• LISTING:
──────────────────────────────

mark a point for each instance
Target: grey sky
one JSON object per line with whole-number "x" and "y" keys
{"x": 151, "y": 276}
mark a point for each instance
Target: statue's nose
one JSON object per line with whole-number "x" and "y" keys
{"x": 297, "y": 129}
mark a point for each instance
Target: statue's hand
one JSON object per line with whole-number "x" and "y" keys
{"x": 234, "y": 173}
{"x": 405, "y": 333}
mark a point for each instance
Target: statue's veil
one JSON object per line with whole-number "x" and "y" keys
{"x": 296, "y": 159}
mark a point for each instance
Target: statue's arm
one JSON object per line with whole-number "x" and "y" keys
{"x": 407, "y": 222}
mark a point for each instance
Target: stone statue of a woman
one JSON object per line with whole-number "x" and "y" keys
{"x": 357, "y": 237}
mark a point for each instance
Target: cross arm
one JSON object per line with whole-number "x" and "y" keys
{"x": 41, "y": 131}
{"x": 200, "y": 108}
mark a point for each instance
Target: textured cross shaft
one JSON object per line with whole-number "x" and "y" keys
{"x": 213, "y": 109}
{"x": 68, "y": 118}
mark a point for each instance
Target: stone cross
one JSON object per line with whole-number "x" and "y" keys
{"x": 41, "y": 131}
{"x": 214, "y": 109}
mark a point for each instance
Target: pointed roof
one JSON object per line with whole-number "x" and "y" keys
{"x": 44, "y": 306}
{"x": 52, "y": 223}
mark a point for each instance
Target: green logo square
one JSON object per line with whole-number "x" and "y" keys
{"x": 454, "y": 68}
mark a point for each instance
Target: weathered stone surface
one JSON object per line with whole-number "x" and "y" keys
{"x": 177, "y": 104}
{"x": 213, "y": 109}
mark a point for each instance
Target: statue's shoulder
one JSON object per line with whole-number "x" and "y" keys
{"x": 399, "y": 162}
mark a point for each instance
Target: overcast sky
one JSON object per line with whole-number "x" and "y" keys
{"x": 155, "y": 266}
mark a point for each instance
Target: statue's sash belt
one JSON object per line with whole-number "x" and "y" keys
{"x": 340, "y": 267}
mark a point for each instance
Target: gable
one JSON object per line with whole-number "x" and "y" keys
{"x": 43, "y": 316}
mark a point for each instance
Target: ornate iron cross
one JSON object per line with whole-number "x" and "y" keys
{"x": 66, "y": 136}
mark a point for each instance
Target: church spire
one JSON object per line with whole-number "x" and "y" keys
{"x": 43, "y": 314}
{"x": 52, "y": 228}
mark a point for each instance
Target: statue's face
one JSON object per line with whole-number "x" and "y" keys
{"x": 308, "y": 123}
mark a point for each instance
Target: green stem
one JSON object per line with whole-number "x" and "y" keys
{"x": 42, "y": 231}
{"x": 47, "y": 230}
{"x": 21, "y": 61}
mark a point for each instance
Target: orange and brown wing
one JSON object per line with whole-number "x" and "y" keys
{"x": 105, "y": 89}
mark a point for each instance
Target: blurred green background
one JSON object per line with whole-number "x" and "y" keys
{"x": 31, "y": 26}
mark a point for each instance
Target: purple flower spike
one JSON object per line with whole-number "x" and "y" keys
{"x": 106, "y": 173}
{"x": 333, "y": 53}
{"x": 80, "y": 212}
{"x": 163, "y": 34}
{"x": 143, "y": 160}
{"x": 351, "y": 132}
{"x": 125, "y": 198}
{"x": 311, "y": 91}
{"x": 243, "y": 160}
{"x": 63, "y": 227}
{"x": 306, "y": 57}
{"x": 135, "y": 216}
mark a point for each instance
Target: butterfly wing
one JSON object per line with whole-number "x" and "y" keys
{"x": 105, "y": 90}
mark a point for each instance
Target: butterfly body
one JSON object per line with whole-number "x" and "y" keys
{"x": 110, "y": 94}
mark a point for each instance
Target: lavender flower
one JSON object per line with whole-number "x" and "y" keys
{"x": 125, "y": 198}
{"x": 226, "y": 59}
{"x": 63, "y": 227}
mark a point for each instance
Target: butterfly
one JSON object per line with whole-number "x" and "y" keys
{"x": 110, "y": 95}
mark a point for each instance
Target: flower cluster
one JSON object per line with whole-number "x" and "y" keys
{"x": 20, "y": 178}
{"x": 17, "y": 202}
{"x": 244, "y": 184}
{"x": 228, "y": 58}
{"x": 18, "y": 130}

──────────────────────────────

• AIM: Reproduce the data shown above exactly.

• TASK OUTPUT:
mark a point for each instance
Target: grey sky
one JSON object per line with whole-number "x" and "y" keys
{"x": 151, "y": 276}
mark a point for each instance
Target: statue's nose
one JSON object per line with whole-number "x" and "y" keys
{"x": 297, "y": 129}
mark a point for each instance
Target: statue's hand
one JSON object per line with whole-number "x" and "y" keys
{"x": 234, "y": 173}
{"x": 405, "y": 333}
mark a point for each instance
Target: statue's veil
one JSON object per line with whole-number "x" and "y" keys
{"x": 296, "y": 159}
mark a point for each instance
Target: statue's arm
one JSON object per line with whole-number "x" and "y" keys
{"x": 407, "y": 222}
mark a point for each instance
Target: stone statue of a woman
one JSON object per line with whole-number "x" and "y" keys
{"x": 357, "y": 237}
mark a point for each instance
Target: cross arm
one JSON object per line with whole-number "x" and "y" keys
{"x": 41, "y": 131}
{"x": 200, "y": 108}
mark a point for each instance
Target: textured cross shaft
one JSON object per line with whole-number "x" and "y" keys
{"x": 213, "y": 109}
{"x": 68, "y": 118}
mark a point for each instance
Target: stone cross
one JSON object per line with whole-number "x" and "y" keys
{"x": 41, "y": 131}
{"x": 214, "y": 109}
mark a point for each instance
Target: pointed roof
one JSON object per line with whole-number "x" and "y" keys
{"x": 44, "y": 306}
{"x": 52, "y": 223}
mark a point for each instance
Target: green logo square
one JSON object per line with whole-number "x" and "y" keys
{"x": 454, "y": 68}
mark a point for each instance
Target: weathered stone surface
one JSON object per line with whole-number "x" and "y" keys
{"x": 177, "y": 104}
{"x": 213, "y": 109}
mark a point for each instance
Target: statue's shoulder
one JSON object per line with whole-number "x" and "y" keys
{"x": 399, "y": 162}
mark a point for each instance
Target: overcast sky
one JSON object per line with whole-number "x" and "y" keys
{"x": 155, "y": 266}
mark a point for each instance
Target: statue's sash belt
one JSON object per line with whole-number "x" and "y" keys
{"x": 340, "y": 267}
mark a point for each instance
Target: gable
one JSON object per line with whole-number "x" and "y" keys
{"x": 43, "y": 316}
mark a point for each instance
Target: ornate iron cross
one JSON object per line with whole-number "x" and "y" keys
{"x": 66, "y": 136}
mark a point for each instance
Target: church spire
one JSON object per line with whole-number "x" and "y" keys
{"x": 43, "y": 314}
{"x": 52, "y": 228}
mark a point for each instance
Target: statue's face
one JSON object per line with whole-number "x" and "y" keys
{"x": 308, "y": 123}
mark a point for each instance
Target: green stem
one JSON object per line with whole-number "x" and "y" keys
{"x": 42, "y": 231}
{"x": 47, "y": 230}
{"x": 21, "y": 61}
mark a point for each instance
Target: orange and brown wing
one JSON object per line with whole-number "x" and "y" keys
{"x": 105, "y": 89}
mark a point for each instance
Target: blurred green background
one JSON object per line with whole-number "x" and "y" keys
{"x": 31, "y": 26}
mark a point for each instance
Target: purple flower spike
one JSON object per line with whole-number "x" and "y" keys
{"x": 106, "y": 173}
{"x": 333, "y": 53}
{"x": 80, "y": 212}
{"x": 163, "y": 34}
{"x": 143, "y": 160}
{"x": 351, "y": 132}
{"x": 125, "y": 198}
{"x": 311, "y": 91}
{"x": 243, "y": 160}
{"x": 63, "y": 227}
{"x": 306, "y": 57}
{"x": 135, "y": 216}
mark a point for each instance
Target: butterfly wing
one JSON object per line with whole-number "x" and "y" keys
{"x": 105, "y": 90}
mark a point for each instance
Target: butterfly body
one JSON object per line with whole-number "x" and "y" keys
{"x": 110, "y": 94}
mark a point for each instance
Target: lavender flower
one JSON object per line with whole-number "x" and "y" keys
{"x": 125, "y": 198}
{"x": 226, "y": 59}
{"x": 63, "y": 227}
mark a point for each instance
Target: butterfly
one JSON object per line with whole-number "x" and "y" keys
{"x": 110, "y": 95}
mark a point for each instance
Target: flower cluster
one JSON object per line with whole-number "x" and "y" keys
{"x": 20, "y": 178}
{"x": 17, "y": 202}
{"x": 244, "y": 184}
{"x": 228, "y": 58}
{"x": 18, "y": 130}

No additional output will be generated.